■ SOURCE DATA:
- Opening Delimiter -

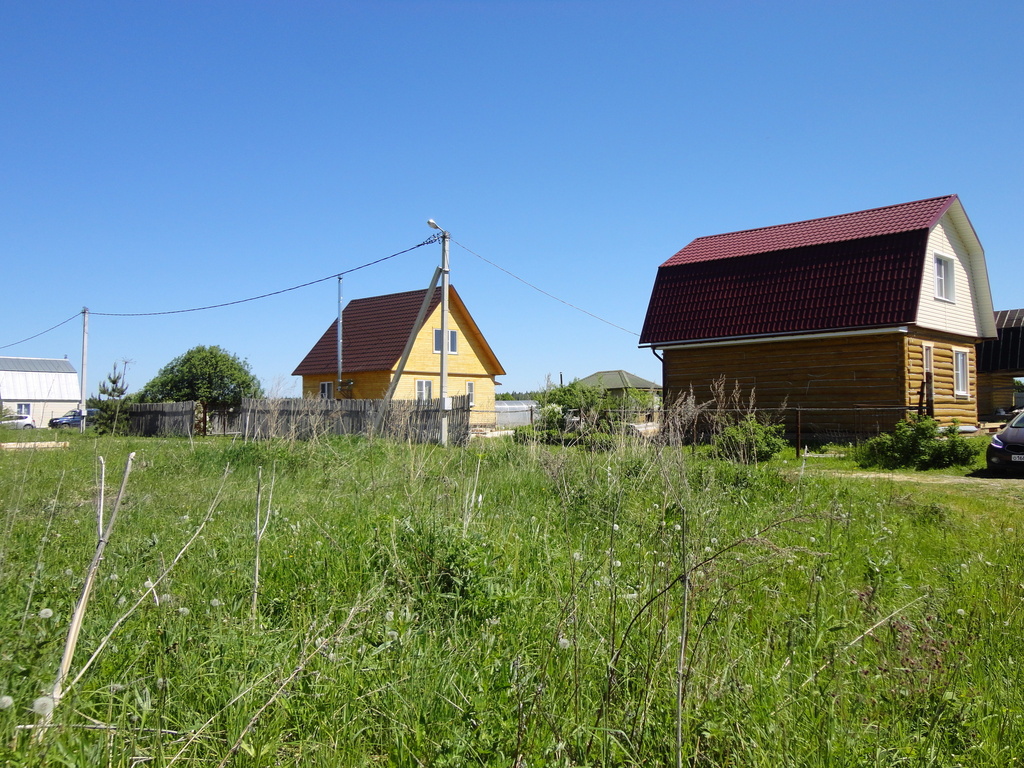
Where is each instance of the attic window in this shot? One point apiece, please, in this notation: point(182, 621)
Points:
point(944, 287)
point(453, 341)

- Closing Delimiter -
- Opening Delimiter -

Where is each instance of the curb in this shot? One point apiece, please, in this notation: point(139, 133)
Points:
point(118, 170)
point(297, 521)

- Closing Delimiter -

Taking the material above, say how many lines have "Where" in them, and give no other output.

■ TASK OUTPUT:
2